Dataset rows on where objects appear
☆ ☆ ☆ ☆

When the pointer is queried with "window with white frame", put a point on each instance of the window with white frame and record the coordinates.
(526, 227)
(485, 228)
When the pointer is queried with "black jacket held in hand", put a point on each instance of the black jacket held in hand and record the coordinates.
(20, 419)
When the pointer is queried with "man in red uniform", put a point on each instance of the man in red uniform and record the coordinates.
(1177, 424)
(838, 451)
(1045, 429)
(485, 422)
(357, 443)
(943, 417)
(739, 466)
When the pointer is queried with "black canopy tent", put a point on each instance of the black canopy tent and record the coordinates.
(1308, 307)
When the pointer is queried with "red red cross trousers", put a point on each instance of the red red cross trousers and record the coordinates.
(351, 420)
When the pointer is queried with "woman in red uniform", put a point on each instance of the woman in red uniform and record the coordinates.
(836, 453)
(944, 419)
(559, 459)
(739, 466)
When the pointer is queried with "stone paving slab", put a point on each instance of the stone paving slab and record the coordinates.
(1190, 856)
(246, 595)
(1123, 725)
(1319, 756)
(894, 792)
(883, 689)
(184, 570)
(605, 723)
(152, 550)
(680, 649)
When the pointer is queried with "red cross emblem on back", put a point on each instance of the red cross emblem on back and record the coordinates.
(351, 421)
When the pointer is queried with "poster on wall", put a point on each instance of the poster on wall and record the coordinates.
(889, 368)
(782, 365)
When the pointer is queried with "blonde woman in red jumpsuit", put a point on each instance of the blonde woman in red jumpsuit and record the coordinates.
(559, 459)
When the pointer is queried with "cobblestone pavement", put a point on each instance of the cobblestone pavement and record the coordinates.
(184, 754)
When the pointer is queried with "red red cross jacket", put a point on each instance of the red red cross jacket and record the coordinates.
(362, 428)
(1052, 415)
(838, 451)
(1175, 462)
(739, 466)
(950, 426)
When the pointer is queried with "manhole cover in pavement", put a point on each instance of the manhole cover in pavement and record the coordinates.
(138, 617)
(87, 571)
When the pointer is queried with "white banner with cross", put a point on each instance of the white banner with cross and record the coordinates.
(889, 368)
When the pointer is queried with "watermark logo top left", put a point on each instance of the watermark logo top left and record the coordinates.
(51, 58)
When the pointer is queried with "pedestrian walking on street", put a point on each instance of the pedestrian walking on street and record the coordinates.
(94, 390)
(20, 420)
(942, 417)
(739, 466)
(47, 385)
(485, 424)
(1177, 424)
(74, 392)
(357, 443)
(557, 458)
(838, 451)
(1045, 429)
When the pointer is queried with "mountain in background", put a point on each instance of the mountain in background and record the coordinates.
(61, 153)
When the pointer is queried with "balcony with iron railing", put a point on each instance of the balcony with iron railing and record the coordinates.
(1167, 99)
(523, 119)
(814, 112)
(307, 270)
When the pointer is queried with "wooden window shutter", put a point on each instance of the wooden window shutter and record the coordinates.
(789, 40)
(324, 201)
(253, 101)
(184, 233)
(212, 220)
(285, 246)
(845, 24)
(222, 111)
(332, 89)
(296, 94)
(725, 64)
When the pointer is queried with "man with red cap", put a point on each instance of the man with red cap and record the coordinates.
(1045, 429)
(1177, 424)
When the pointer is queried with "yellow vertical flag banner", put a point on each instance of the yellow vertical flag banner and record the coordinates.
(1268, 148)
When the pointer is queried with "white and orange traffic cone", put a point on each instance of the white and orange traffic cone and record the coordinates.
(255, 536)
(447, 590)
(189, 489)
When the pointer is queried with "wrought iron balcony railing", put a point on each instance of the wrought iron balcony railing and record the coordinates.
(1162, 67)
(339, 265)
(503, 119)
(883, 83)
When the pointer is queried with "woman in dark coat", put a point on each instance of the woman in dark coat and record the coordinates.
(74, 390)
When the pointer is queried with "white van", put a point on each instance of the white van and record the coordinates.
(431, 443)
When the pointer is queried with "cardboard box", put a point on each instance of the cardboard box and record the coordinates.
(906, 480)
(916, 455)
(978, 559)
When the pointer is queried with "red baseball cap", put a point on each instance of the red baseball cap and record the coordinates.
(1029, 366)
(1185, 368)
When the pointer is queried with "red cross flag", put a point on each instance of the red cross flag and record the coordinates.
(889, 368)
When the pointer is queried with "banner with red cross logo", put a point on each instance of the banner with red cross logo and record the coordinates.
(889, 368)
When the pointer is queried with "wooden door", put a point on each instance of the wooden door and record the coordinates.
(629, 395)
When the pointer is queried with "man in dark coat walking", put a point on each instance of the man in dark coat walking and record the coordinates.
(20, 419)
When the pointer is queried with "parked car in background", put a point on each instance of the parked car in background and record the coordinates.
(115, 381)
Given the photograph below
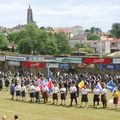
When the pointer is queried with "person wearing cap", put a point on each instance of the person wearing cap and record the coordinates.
(103, 97)
(73, 91)
(37, 93)
(63, 95)
(84, 97)
(115, 98)
(55, 94)
(96, 98)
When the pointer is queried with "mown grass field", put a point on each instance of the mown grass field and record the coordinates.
(33, 111)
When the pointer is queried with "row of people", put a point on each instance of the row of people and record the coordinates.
(34, 92)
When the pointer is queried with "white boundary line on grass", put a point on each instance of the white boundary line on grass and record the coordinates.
(10, 111)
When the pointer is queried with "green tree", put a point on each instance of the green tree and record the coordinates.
(3, 42)
(78, 46)
(93, 36)
(62, 43)
(89, 50)
(116, 30)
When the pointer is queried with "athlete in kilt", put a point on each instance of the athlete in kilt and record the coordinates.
(37, 93)
(115, 98)
(23, 91)
(84, 97)
(55, 94)
(96, 98)
(103, 97)
(32, 92)
(18, 89)
(63, 95)
(73, 92)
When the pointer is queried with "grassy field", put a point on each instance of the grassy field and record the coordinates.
(33, 111)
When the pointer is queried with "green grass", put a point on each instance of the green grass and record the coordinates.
(33, 111)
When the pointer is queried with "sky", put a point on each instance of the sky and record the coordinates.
(61, 13)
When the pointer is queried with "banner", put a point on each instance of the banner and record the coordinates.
(52, 65)
(33, 64)
(116, 61)
(15, 58)
(64, 66)
(97, 60)
(13, 63)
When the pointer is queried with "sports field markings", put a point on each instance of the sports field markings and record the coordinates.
(32, 115)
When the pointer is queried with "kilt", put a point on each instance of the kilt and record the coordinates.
(23, 94)
(103, 98)
(84, 98)
(63, 96)
(45, 94)
(115, 100)
(73, 95)
(96, 98)
(18, 93)
(32, 95)
(55, 96)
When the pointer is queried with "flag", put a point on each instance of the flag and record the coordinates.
(81, 84)
(111, 86)
(99, 85)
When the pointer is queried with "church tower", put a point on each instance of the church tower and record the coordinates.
(29, 15)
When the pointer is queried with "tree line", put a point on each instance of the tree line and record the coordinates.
(34, 40)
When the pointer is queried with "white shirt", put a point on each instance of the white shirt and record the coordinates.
(84, 91)
(63, 90)
(18, 88)
(37, 89)
(96, 91)
(55, 90)
(32, 89)
(103, 92)
(73, 89)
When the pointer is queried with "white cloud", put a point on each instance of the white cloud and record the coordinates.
(61, 13)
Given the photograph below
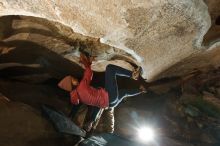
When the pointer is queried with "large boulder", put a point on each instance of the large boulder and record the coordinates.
(161, 36)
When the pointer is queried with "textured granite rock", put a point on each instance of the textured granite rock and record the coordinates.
(158, 34)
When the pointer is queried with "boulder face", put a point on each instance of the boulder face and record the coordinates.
(165, 37)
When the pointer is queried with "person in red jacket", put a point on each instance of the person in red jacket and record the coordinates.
(108, 97)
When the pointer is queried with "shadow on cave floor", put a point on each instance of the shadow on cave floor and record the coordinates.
(29, 86)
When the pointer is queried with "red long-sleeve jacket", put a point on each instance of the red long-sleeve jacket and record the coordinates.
(87, 94)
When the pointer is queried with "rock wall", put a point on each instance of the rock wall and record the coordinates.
(161, 35)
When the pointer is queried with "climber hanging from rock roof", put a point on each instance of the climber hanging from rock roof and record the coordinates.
(101, 98)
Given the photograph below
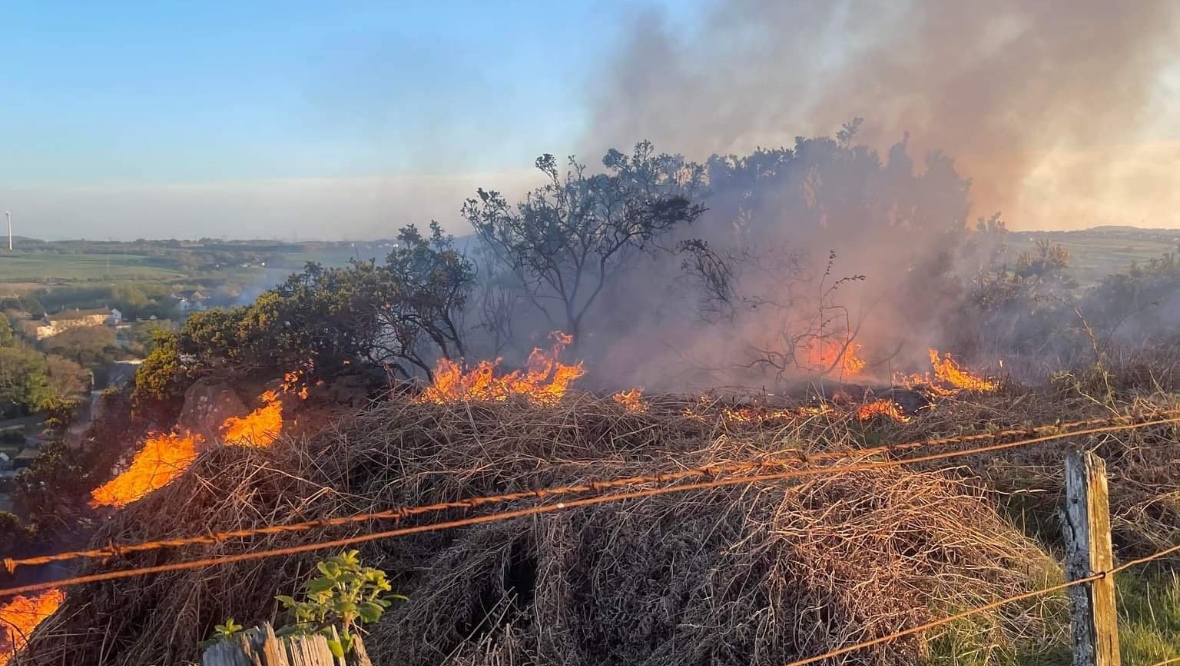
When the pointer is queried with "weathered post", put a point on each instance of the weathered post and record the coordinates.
(261, 647)
(1087, 530)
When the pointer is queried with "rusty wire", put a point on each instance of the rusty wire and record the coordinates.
(987, 607)
(557, 507)
(209, 539)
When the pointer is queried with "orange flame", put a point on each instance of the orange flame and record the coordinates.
(543, 382)
(163, 458)
(949, 378)
(826, 353)
(883, 409)
(950, 372)
(631, 400)
(21, 615)
(257, 429)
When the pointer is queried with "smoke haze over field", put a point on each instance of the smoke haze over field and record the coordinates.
(1061, 111)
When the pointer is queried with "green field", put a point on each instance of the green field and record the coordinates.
(1095, 256)
(52, 267)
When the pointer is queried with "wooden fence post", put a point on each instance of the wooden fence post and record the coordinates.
(261, 647)
(1087, 530)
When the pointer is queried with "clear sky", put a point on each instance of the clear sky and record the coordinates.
(141, 118)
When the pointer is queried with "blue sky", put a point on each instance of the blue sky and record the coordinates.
(164, 92)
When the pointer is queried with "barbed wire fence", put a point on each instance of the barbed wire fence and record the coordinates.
(786, 468)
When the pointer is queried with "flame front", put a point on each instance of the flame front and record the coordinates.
(163, 458)
(543, 382)
(949, 378)
(883, 409)
(631, 400)
(21, 615)
(257, 429)
(950, 372)
(825, 353)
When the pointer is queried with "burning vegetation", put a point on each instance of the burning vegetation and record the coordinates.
(162, 459)
(260, 428)
(631, 400)
(543, 382)
(165, 457)
(20, 615)
(949, 378)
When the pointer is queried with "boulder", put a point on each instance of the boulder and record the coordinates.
(208, 403)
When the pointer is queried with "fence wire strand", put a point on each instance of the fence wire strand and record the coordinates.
(984, 608)
(116, 550)
(551, 508)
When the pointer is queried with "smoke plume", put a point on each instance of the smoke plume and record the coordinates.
(1042, 103)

☆ ☆ ☆ ☆

What the task asks →
The line containing "clear sky and record the coordinates." marks the start; retype it and each line after it through the end of the records above, exactly.

Completed task →
When the pointer is queried with "clear sky", put a point on each instance of the clear sky and record the coordinates.
(141, 118)
When the pointer is queried with "blue sky", put a point on each instance of the blue sky and record the coordinates.
(164, 92)
When the pointer is queried with "barbed wire fence", put a point on each instance of the barbed wire fence and record the coordinates.
(786, 468)
When the pointer is queried with "flame front", put a point on each instance of the flame front and record the coordinates.
(163, 458)
(543, 382)
(949, 378)
(883, 409)
(631, 400)
(21, 615)
(257, 429)
(950, 372)
(825, 353)
When the pointer is queried with "burning vegetation", put a point on each instance of the burning vegetation and record the coordinates.
(162, 459)
(260, 428)
(631, 400)
(543, 382)
(165, 457)
(20, 615)
(949, 378)
When the pointer is queried with "boulder", put a point on each instance of the boulder and record the coordinates.
(208, 403)
When the pointer is queried with "fence wire strand", put a point on each instance of the fence wire strand and record the coordinates.
(984, 608)
(116, 550)
(551, 508)
When the pointer is queried with "smoke plume", put a point on each instance of the smoke plume and record the coordinates.
(1042, 103)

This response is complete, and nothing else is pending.